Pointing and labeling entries
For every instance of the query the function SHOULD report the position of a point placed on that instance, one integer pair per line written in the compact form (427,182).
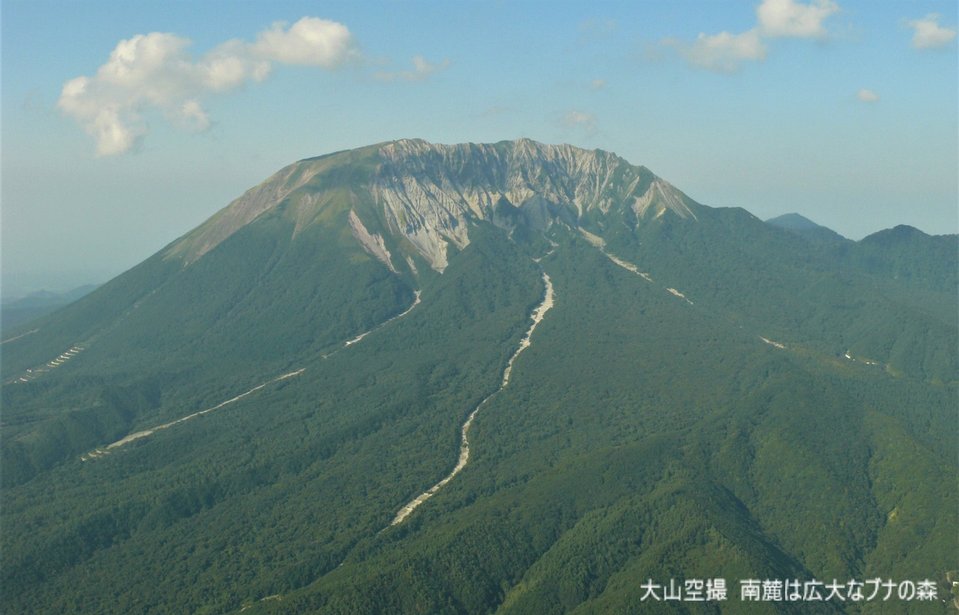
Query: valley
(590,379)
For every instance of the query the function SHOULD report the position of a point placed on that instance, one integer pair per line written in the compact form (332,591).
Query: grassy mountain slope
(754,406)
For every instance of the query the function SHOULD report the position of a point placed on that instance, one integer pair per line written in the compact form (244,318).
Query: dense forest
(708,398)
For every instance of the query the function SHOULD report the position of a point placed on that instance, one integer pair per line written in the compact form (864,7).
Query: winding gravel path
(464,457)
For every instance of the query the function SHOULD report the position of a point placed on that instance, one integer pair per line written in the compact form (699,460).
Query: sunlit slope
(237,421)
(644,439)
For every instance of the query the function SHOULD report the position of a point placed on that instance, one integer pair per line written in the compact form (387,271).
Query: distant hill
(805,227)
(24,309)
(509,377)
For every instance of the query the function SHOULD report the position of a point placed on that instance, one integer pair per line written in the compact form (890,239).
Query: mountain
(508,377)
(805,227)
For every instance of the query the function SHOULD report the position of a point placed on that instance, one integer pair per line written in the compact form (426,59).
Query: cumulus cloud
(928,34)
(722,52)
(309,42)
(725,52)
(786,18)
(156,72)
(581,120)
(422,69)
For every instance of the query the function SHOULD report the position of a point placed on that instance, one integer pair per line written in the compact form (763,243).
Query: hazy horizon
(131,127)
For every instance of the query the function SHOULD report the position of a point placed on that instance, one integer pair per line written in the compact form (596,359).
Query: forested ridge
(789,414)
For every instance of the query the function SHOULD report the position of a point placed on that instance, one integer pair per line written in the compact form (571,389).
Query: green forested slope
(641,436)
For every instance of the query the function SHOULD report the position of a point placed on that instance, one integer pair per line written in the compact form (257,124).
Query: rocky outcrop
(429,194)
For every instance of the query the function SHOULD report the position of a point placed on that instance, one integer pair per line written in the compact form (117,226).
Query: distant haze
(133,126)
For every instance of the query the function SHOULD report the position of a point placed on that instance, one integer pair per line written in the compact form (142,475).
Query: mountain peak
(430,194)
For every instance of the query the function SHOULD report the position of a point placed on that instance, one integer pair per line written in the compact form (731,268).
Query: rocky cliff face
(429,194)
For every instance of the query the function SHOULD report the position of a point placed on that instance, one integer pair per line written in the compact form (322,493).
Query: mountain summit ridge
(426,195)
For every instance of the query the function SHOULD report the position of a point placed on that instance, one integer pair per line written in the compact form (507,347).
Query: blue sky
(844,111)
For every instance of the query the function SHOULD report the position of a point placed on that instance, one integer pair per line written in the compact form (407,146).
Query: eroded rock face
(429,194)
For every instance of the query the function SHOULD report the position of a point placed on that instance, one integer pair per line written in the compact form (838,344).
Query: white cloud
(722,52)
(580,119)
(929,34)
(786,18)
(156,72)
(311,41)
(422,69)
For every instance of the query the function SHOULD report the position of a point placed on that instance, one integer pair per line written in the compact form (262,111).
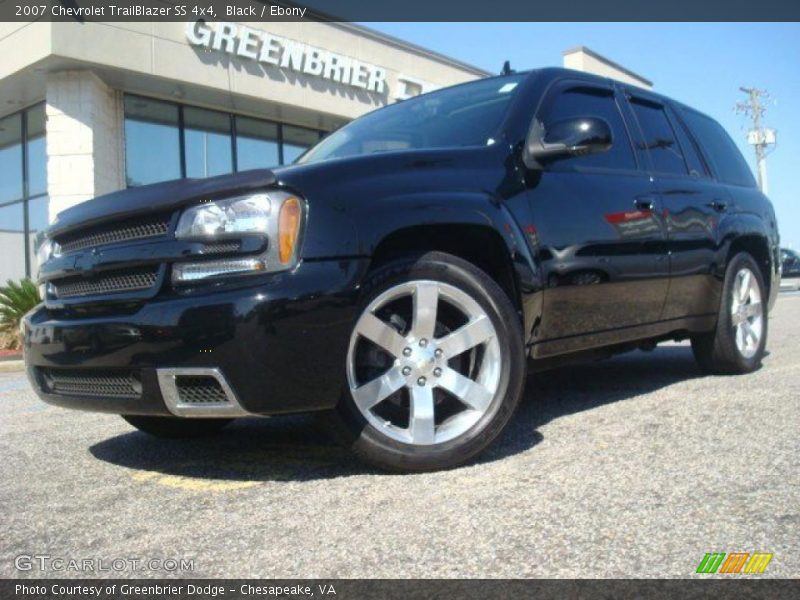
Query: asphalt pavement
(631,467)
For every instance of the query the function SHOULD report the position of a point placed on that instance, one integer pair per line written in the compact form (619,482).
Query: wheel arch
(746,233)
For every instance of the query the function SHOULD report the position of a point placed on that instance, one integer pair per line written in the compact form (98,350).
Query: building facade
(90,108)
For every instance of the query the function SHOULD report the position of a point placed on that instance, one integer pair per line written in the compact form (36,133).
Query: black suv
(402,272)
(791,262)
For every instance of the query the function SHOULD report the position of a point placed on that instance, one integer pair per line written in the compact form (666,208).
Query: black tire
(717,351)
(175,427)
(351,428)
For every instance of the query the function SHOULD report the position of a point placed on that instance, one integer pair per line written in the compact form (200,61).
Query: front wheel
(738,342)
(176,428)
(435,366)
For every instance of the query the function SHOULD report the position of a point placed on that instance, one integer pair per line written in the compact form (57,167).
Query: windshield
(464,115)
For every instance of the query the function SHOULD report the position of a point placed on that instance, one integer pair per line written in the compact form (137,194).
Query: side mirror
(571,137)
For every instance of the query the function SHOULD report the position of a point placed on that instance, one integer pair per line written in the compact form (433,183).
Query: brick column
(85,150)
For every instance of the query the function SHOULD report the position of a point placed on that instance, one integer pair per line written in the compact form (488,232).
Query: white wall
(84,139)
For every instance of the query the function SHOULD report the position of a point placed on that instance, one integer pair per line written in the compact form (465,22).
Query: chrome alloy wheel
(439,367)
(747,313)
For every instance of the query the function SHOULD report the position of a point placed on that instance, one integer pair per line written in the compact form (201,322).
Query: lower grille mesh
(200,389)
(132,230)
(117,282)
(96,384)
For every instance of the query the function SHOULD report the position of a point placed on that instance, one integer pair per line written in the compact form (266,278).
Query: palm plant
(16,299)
---
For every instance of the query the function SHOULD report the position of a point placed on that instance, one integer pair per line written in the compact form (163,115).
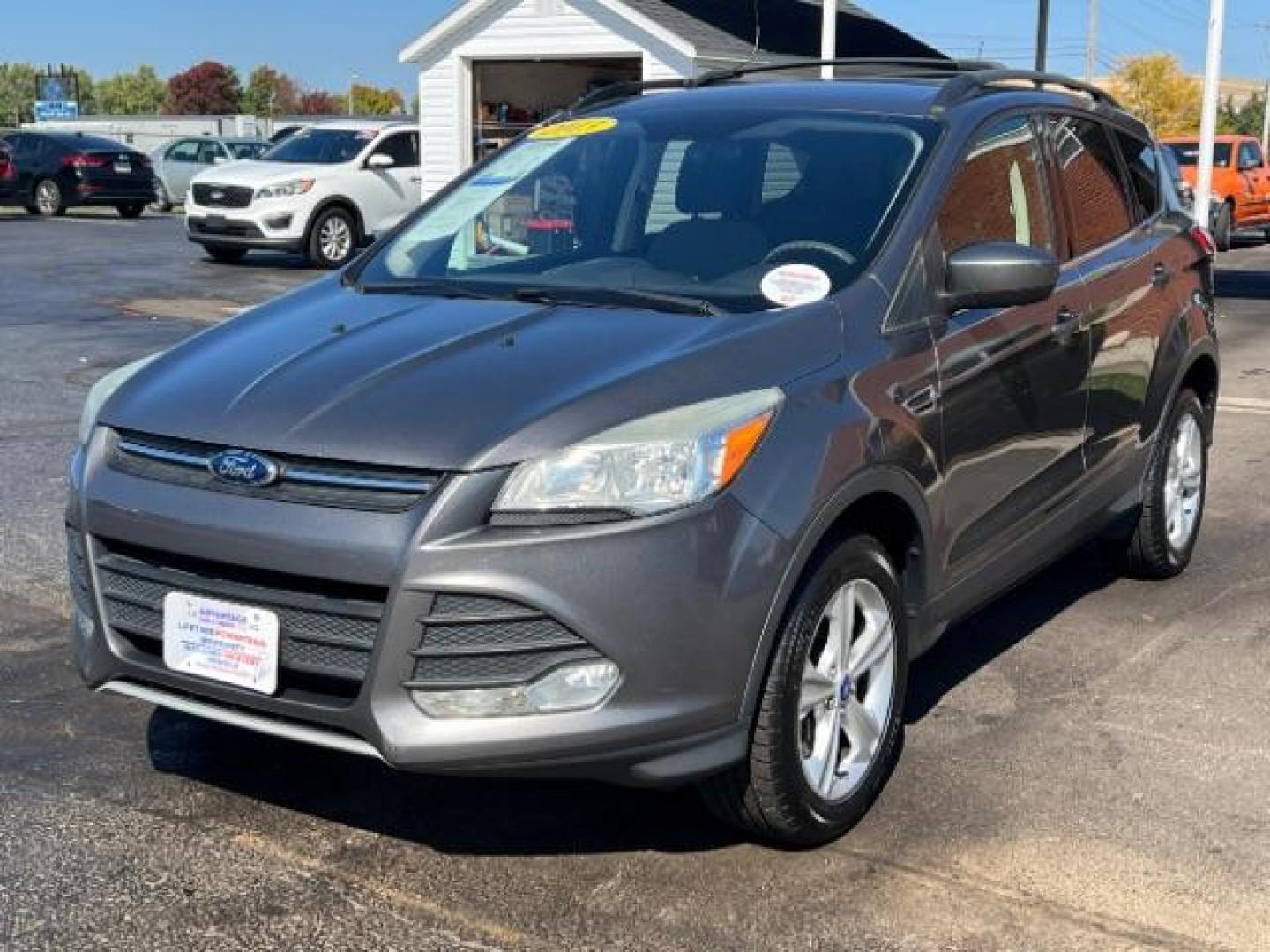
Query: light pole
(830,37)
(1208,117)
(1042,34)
==
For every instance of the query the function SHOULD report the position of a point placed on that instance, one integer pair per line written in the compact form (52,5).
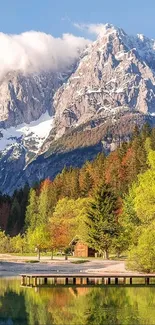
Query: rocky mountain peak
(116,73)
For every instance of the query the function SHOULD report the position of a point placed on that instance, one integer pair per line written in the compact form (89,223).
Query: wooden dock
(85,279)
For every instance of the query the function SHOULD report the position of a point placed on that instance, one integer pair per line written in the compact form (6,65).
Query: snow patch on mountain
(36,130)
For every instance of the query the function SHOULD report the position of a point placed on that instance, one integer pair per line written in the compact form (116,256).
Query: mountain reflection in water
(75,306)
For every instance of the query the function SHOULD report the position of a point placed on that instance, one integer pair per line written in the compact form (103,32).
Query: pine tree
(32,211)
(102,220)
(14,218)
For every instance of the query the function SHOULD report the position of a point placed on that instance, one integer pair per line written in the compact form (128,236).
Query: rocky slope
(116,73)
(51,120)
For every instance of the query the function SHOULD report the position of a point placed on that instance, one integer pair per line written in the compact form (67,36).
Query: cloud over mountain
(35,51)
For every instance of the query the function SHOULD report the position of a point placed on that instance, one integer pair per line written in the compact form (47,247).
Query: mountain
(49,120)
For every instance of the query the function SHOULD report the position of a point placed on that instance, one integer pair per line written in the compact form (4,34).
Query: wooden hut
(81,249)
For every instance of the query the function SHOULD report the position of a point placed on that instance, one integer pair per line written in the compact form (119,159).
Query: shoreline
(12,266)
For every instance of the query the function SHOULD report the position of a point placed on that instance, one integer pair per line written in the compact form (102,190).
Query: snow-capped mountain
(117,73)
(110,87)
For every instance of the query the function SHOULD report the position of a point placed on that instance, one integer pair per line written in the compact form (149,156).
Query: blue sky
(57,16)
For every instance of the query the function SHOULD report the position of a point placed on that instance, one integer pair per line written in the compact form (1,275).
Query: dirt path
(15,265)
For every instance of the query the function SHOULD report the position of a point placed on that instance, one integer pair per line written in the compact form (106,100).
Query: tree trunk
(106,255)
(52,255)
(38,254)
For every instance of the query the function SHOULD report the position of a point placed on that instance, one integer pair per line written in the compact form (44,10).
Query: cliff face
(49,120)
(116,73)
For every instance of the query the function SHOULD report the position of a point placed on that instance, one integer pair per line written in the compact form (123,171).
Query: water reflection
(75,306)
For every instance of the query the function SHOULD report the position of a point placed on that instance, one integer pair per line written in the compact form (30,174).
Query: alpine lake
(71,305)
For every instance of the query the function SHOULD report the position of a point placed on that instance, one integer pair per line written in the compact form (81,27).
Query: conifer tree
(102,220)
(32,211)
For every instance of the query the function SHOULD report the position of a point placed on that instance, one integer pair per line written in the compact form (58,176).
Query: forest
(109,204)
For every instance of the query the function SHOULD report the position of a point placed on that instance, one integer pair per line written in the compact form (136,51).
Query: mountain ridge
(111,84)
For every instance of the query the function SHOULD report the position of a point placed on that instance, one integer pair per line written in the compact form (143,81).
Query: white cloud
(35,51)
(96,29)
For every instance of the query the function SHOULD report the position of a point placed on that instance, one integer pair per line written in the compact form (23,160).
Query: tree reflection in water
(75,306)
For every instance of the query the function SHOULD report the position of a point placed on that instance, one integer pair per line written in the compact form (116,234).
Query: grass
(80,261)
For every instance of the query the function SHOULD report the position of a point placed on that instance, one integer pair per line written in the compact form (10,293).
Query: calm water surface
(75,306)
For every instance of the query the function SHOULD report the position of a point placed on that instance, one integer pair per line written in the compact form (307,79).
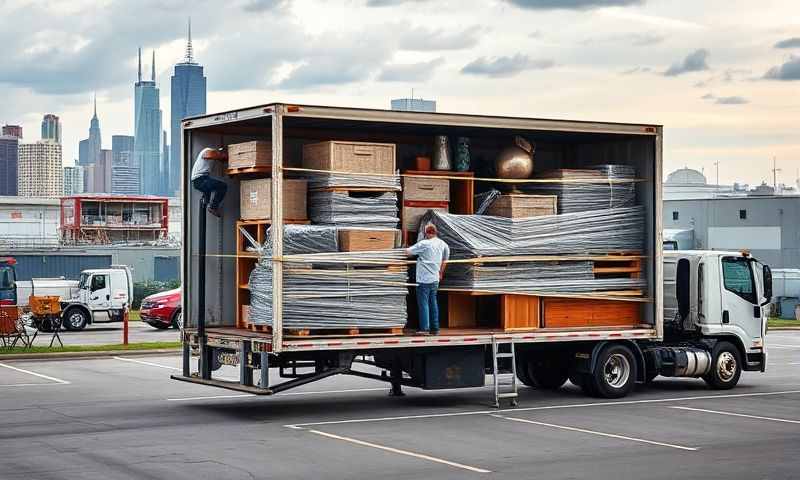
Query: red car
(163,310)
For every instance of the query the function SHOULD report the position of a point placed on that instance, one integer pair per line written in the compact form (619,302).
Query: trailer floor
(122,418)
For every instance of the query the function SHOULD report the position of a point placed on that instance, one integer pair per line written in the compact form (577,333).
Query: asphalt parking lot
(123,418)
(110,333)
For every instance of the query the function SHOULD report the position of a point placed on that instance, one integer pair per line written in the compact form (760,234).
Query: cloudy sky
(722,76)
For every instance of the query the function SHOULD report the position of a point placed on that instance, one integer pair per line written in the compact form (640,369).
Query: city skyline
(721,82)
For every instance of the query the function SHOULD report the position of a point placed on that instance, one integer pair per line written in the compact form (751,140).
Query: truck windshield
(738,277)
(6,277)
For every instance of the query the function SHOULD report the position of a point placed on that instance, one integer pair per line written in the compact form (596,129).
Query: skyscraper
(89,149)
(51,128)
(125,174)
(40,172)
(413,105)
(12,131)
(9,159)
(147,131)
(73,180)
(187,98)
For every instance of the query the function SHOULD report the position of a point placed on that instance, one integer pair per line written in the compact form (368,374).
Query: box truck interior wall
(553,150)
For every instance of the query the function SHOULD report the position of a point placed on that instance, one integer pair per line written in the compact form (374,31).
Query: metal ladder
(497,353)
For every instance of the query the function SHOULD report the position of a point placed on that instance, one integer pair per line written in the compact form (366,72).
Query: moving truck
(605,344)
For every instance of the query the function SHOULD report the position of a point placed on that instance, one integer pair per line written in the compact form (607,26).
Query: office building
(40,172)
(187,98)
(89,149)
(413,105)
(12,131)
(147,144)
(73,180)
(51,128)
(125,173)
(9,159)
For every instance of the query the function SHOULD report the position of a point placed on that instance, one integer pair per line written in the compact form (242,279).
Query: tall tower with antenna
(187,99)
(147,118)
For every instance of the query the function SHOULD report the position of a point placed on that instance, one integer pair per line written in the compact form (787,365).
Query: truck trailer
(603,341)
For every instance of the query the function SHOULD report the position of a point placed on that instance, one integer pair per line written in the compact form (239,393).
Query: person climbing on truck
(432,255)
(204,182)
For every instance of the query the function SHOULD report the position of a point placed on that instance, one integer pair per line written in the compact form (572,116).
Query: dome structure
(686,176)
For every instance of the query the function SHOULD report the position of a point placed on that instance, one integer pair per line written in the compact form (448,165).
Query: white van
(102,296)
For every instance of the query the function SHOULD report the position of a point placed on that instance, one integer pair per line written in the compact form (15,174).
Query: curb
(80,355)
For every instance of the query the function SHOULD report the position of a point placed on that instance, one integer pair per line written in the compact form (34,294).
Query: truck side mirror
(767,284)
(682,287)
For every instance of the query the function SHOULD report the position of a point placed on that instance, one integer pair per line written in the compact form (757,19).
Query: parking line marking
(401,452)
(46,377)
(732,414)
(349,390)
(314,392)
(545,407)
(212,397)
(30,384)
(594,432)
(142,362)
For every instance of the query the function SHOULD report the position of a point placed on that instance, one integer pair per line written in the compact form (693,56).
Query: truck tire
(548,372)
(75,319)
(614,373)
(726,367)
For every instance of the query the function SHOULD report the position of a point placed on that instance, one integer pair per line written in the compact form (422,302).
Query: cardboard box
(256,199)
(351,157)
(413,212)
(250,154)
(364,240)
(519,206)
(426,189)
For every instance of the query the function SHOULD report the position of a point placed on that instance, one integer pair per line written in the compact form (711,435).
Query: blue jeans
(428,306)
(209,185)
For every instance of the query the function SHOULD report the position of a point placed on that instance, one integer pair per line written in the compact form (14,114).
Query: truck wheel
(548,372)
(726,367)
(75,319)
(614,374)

TO BE DONE ::
Please gather every line in the listing that contains the word "white", matching case exactly, and copy each one out.

EXERCISE OUTPUT ::
Query: white cloud
Query: white wall
Query: white cloud
Query: white van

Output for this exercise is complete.